(Entries shown begins)

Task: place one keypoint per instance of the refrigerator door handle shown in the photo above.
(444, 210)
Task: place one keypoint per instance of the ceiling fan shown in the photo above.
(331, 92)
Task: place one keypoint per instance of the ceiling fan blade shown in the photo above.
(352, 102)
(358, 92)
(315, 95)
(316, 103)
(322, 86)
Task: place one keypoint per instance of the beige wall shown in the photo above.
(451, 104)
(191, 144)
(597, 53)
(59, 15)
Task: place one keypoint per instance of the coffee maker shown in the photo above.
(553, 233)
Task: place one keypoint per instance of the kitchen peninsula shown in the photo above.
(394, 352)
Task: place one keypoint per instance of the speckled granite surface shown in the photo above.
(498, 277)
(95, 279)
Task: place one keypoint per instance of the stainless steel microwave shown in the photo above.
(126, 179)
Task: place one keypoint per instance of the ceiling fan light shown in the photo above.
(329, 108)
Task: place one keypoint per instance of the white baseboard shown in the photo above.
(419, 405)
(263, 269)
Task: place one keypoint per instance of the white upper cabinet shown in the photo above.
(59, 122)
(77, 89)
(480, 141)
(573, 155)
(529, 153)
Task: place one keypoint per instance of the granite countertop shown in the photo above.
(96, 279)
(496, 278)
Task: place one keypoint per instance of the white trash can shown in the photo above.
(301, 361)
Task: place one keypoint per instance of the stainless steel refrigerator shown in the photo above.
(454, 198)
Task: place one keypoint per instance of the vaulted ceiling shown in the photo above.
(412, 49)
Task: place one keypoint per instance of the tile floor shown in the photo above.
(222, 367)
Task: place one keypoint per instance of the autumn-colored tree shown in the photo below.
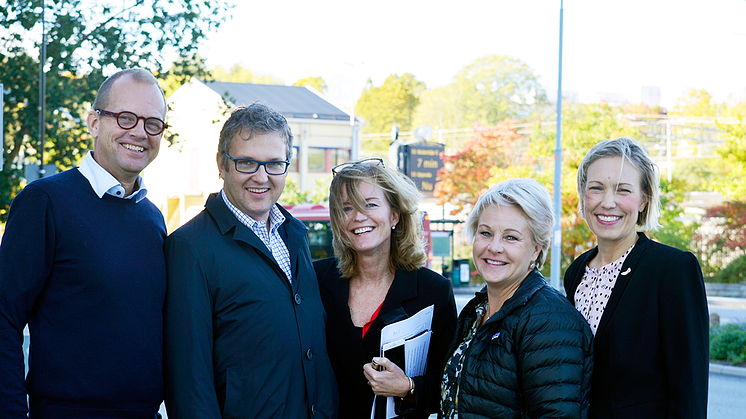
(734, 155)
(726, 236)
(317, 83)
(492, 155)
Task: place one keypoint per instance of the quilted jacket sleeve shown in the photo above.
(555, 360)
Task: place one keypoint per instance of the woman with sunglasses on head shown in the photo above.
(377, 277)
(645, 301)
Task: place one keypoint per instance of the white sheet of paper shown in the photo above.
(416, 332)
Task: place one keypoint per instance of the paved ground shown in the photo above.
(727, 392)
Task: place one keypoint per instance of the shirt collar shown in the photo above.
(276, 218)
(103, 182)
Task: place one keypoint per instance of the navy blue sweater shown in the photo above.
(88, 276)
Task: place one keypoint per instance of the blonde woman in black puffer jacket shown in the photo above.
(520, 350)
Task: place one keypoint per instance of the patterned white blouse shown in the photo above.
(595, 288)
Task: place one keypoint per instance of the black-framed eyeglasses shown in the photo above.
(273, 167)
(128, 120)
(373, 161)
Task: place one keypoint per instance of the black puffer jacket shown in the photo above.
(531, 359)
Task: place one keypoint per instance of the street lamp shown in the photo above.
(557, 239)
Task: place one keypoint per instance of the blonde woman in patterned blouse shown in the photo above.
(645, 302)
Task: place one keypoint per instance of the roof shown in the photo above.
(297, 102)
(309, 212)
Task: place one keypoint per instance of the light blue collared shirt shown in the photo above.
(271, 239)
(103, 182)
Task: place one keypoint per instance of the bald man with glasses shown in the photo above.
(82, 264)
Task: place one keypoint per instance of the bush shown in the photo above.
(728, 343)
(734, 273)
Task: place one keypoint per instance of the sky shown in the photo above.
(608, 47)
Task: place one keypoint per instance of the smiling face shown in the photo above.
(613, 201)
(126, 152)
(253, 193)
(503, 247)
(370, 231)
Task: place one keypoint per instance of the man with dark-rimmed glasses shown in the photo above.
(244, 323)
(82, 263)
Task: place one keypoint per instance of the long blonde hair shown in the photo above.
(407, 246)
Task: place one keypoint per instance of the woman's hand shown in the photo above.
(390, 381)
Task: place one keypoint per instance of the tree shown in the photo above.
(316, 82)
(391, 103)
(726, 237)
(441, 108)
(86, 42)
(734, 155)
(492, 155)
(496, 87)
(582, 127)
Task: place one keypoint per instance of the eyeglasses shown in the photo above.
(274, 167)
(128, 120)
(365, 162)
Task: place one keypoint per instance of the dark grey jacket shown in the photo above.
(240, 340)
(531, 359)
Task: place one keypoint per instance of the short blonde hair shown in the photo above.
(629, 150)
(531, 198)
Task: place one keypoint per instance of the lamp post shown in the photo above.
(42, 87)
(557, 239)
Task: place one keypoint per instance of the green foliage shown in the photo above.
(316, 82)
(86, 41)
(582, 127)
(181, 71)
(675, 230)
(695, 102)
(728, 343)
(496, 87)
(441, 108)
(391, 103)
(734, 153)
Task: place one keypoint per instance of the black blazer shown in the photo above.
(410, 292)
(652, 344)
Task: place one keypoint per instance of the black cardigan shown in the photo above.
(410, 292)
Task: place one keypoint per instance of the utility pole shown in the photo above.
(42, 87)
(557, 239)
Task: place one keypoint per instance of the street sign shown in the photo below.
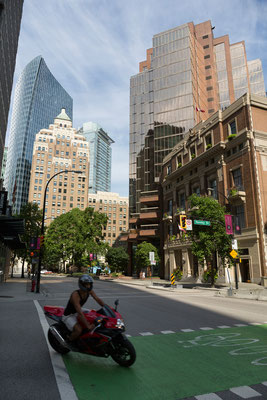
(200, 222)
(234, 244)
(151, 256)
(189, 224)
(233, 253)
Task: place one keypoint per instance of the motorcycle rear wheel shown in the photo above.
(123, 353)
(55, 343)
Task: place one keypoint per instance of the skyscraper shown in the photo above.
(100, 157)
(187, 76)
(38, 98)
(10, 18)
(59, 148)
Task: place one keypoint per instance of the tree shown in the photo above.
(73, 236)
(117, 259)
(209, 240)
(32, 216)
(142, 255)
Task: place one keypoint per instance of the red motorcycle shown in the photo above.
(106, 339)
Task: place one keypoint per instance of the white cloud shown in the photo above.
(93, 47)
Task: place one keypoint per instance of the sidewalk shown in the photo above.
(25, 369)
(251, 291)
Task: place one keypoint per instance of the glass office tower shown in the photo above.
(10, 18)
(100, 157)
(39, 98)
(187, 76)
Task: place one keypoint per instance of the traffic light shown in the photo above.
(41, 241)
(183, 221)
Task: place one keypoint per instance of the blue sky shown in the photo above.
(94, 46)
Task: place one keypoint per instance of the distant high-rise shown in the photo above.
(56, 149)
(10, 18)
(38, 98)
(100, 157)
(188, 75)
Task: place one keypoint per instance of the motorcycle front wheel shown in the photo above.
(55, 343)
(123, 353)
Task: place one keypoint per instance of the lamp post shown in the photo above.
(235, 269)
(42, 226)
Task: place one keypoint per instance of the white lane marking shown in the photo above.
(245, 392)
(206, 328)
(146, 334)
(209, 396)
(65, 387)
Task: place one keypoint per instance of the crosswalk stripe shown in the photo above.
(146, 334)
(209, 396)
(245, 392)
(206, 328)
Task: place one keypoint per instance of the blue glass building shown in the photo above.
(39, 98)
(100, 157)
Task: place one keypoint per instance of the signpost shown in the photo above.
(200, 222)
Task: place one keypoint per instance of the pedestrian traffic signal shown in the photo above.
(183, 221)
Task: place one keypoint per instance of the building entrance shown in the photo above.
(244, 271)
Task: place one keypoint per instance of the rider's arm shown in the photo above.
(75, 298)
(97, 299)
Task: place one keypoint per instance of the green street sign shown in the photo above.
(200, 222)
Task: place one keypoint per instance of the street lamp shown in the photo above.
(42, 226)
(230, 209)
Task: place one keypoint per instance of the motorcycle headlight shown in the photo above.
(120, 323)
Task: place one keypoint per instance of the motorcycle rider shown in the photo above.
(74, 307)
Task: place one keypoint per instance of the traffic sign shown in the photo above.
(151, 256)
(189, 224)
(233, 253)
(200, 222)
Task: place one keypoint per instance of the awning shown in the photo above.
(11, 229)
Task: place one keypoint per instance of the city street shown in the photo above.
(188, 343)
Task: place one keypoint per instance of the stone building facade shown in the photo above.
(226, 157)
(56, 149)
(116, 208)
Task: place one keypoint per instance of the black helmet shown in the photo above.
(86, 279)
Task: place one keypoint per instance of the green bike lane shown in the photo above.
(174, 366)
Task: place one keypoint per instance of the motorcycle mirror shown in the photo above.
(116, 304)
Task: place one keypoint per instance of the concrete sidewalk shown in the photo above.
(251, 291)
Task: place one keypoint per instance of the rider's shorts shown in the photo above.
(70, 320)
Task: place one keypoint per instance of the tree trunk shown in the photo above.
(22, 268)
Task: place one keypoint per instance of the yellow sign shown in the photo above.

(Entries shown ends)

*Your goal*
The line containing "Task: place one keypoint per instance of the stone" begins the span, and the last line of the records above ends it. Return that span exactly, and nothing outside it.

*Problem solution*
Task: place one keypoint per instance of the stone building facade shown in the photo above.
(226, 157)
(56, 149)
(116, 208)
Task: place one keypoint per instance of the black helmet shown in the photo above.
(86, 279)
Task: place one keypoint per instance of the green bike lane shown in the photo above.
(174, 366)
Task: place one keypoint per instance of the motorcycle mirror shown in the photo above.
(116, 304)
Task: place one keypoint per instance of the concrete sidewalk shown in the photo above.
(251, 291)
Task: place one keypoint per instance of the rider's shorts shown in the photo above.
(70, 320)
Task: place one keypoint per instance of the tree trunk shown in the photo above.
(22, 268)
Task: place one keypoint per instance of the yellow sign shown in the photo above.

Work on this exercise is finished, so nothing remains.